● Records provided:
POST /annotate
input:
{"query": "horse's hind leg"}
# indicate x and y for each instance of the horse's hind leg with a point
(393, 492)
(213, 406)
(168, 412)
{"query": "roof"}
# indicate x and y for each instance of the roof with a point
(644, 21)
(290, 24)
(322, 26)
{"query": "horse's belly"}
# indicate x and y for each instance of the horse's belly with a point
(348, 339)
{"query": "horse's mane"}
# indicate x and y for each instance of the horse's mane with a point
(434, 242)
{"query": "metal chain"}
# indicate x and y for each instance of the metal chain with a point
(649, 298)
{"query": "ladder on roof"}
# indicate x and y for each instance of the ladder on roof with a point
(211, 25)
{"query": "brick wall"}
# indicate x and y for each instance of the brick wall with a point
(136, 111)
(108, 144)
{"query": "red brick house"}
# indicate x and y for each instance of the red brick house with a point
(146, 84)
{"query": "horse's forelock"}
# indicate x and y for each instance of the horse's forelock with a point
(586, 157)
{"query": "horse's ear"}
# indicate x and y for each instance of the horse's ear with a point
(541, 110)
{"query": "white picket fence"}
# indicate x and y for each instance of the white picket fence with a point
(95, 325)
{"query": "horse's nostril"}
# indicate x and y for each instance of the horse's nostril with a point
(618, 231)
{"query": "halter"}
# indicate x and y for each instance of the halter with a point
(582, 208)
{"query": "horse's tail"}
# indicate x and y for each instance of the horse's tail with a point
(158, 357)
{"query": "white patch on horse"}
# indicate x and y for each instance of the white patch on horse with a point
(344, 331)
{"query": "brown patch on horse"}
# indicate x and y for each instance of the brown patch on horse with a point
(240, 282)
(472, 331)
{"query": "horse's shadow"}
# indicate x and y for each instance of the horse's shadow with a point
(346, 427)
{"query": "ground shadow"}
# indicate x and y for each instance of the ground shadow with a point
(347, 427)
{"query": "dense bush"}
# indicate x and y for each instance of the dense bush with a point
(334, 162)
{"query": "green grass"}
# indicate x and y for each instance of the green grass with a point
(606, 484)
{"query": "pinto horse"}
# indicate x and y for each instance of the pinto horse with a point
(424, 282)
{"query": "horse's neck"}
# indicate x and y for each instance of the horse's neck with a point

● Directions: Set down each entry again, unchanged.

● The solution:
POST /annotate
input:
{"query": "horse's hind leg"}
# indicate x and y for each instance of the horse's hind leg with a point
(393, 492)
(213, 406)
(168, 412)
{"query": "roof"}
# indicate x and y for each instance of the roof with a point
(644, 21)
(290, 24)
(322, 26)
{"query": "horse's belly"}
# indicate x and y for each instance of the horse's belly with a point
(348, 339)
{"query": "horse's mane"}
# indicate x and y for each instance of the horse's mane with a point
(434, 242)
{"query": "metal chain"}
# indicate x and y for each instance of the metal chain with a point
(649, 298)
{"query": "ladder on roof"}
# indicate x and y for each instance of the ladder on roof with a point
(211, 25)
{"query": "brick wall"}
# indicate x and y for each instance of the brick wall with a point
(136, 111)
(108, 144)
{"query": "red brick house"}
# indicate x and y for each instance of the red brick house with a point
(146, 84)
{"query": "horse's forelock"}
# indicate x and y for each instance of the horse's forelock with a point
(586, 157)
{"query": "horse's ear"}
# indicate x and y for each instance of the horse's ear with a point
(541, 110)
{"query": "white picket fence"}
# indicate x and y for each instance of the white picket fence with a point
(95, 325)
{"query": "horse's nostril"}
# indicate x and y for each instance of the horse's nostril with a point
(618, 231)
{"query": "halter"}
# indicate x and y for each instance of the halter with a point
(582, 208)
{"query": "horse's tail"}
# indicate x and y for each instance of the horse's tail with a point
(158, 357)
{"query": "white patch on horse"}
# indicate x and y for each instance of the white patch on horse with a point
(344, 331)
{"query": "brown patch on horse"}
# indicate x and y for each instance of the brown patch on horse with a point
(240, 282)
(472, 331)
{"query": "horse's shadow"}
# indicate x and y for each instance of the horse's shadow with a point
(346, 427)
{"query": "ground shadow"}
# indicate x and y for each instance of the ground shadow with a point
(347, 427)
{"query": "dense bush"}
# indicate x and y for each instance of the dense bush with a point
(334, 162)
{"query": "green grass"}
# indicate x and y for each instance of the green grass with a point
(606, 484)
{"query": "pinto horse"}
# indicate x and y for each instance of the pinto horse with a point
(424, 282)
{"query": "horse's neck"}
# indicate x and y for each instance of the horse's neck with a point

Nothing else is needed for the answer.